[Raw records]
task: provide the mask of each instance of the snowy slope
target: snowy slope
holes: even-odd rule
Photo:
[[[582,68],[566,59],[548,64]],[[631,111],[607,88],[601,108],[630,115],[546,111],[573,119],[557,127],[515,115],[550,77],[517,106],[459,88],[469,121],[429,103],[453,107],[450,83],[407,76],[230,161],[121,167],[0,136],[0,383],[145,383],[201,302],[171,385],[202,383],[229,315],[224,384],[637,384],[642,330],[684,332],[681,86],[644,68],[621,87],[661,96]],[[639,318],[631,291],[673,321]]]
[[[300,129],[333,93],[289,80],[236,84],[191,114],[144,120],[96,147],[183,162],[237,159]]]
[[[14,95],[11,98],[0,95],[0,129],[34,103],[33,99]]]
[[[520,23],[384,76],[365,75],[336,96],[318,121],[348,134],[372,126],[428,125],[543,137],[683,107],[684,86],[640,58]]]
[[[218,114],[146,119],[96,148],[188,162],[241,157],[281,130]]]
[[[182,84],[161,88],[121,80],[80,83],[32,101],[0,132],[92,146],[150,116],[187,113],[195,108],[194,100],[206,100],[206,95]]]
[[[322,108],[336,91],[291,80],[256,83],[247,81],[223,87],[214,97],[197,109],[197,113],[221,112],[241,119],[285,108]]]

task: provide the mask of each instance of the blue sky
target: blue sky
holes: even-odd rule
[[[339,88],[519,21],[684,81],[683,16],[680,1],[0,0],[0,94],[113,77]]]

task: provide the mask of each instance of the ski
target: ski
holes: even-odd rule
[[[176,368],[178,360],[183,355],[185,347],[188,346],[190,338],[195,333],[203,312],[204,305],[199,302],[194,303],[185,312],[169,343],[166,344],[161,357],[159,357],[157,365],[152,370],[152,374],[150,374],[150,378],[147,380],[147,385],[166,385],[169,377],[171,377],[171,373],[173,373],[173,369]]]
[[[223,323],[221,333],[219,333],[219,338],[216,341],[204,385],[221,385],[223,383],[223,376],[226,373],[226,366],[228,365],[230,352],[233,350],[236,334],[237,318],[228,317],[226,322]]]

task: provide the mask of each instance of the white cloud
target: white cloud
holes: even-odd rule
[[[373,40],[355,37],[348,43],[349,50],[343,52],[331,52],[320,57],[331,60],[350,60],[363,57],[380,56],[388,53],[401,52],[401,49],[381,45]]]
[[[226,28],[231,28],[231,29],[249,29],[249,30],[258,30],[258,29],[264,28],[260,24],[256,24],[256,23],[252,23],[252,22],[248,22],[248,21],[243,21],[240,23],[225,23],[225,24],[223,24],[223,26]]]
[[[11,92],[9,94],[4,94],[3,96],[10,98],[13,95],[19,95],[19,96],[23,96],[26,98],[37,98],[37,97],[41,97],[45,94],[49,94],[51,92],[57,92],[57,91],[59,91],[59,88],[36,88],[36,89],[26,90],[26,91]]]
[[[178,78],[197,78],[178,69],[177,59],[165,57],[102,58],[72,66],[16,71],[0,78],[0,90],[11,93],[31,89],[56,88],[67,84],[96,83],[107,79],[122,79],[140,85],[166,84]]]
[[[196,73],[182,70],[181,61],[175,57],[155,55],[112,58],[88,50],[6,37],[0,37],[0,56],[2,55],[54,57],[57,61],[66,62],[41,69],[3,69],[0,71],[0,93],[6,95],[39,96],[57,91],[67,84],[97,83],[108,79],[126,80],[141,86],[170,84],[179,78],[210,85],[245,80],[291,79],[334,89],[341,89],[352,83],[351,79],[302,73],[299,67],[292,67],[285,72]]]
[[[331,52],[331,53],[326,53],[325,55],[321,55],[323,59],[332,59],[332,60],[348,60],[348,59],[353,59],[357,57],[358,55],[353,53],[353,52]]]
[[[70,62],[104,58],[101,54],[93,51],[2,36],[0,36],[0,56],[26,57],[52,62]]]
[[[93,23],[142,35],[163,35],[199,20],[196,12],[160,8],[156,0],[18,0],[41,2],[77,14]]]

**EXERCISE DIRECTIONS:**
Edit the records above so that every "even-odd rule" reads "nonzero winding rule", and leave everything else unchanged.

**REPLY:**
task: provide the mask of each instance of the snowy slope
target: snowy slope
holes: nonzero winding rule
Photo:
[[[582,68],[566,59],[548,64]],[[631,111],[607,88],[601,108],[630,115],[546,111],[573,119],[557,127],[515,115],[550,77],[517,106],[459,88],[469,121],[429,103],[453,107],[450,83],[407,76],[230,161],[121,167],[0,136],[0,383],[145,383],[201,302],[171,385],[202,383],[229,315],[224,384],[637,384],[642,330],[684,332],[681,86],[644,68],[621,87],[661,96]],[[639,318],[631,291],[673,321]]]
[[[300,129],[333,93],[289,80],[236,84],[191,114],[144,120],[96,147],[183,162],[237,159]]]
[[[14,95],[11,98],[0,95],[0,129],[34,103],[33,99]]]
[[[520,23],[384,76],[365,75],[336,96],[318,121],[348,134],[372,126],[428,125],[543,137],[683,107],[684,86],[640,58]]]
[[[218,114],[146,119],[96,148],[188,162],[241,157],[281,130]]]
[[[182,84],[161,88],[121,80],[80,83],[32,101],[0,132],[92,146],[150,116],[187,113],[195,108],[194,100],[206,100],[206,95]]]
[[[322,108],[336,91],[291,80],[256,83],[247,81],[223,87],[214,97],[197,109],[197,113],[221,112],[241,119],[285,108]]]

task: provide the mask of each instance of the blue sky
target: blue sky
holes: nonzero winding rule
[[[339,88],[519,21],[684,81],[683,16],[680,1],[0,0],[0,94],[113,77]]]

task: provide the mask of each instance of the ski
target: ski
holes: nonzero winding rule
[[[176,368],[178,360],[183,355],[185,347],[188,346],[190,338],[195,333],[203,312],[204,305],[199,302],[194,303],[185,312],[169,343],[166,344],[161,357],[159,357],[157,365],[152,370],[152,374],[150,374],[150,378],[147,380],[147,385],[166,385],[169,377],[171,377],[171,373],[173,373],[173,369]]]
[[[223,323],[221,333],[219,333],[219,338],[216,341],[204,385],[221,385],[223,383],[223,376],[226,373],[226,366],[228,365],[230,352],[233,350],[236,334],[237,318],[228,317],[226,322]]]

task: provide the mask of each instance of the white cloud
target: white cloud
holes: nonzero winding rule
[[[373,40],[355,37],[348,43],[349,50],[343,52],[331,52],[320,57],[331,60],[350,60],[363,57],[380,56],[388,53],[401,52],[401,49],[381,45]]]
[[[226,28],[231,28],[231,29],[249,29],[249,30],[258,30],[258,29],[264,28],[260,24],[256,24],[256,23],[252,23],[252,22],[248,22],[248,21],[243,21],[240,23],[225,23],[225,24],[223,24],[223,26]]]
[[[11,92],[9,94],[4,94],[3,96],[10,98],[13,95],[19,95],[19,96],[23,96],[26,98],[37,98],[37,97],[41,97],[45,94],[49,94],[51,92],[57,92],[57,91],[59,91],[59,88],[36,88],[36,89],[26,90],[26,91]]]
[[[178,78],[197,78],[178,69],[177,59],[165,57],[102,58],[72,66],[16,71],[0,78],[0,90],[11,93],[31,89],[56,88],[67,84],[96,83],[107,79],[122,79],[140,85],[166,84]]]
[[[196,73],[182,70],[181,61],[175,57],[155,55],[112,58],[88,50],[6,37],[0,37],[0,56],[2,55],[54,57],[57,61],[66,62],[41,69],[3,69],[0,71],[0,93],[6,95],[39,96],[57,91],[67,84],[97,83],[108,79],[126,80],[141,86],[170,84],[179,78],[210,85],[245,80],[291,79],[334,89],[341,89],[352,83],[351,79],[302,73],[299,67],[292,67],[285,72]]]
[[[331,52],[331,53],[326,53],[325,55],[321,55],[323,59],[332,59],[332,60],[348,60],[348,59],[353,59],[357,57],[358,55],[353,53],[353,52]]]
[[[70,62],[104,58],[101,54],[93,51],[2,36],[0,36],[0,56],[26,57],[52,62]]]
[[[93,23],[142,35],[163,35],[199,20],[196,12],[160,8],[156,0],[18,0],[41,2],[77,14]]]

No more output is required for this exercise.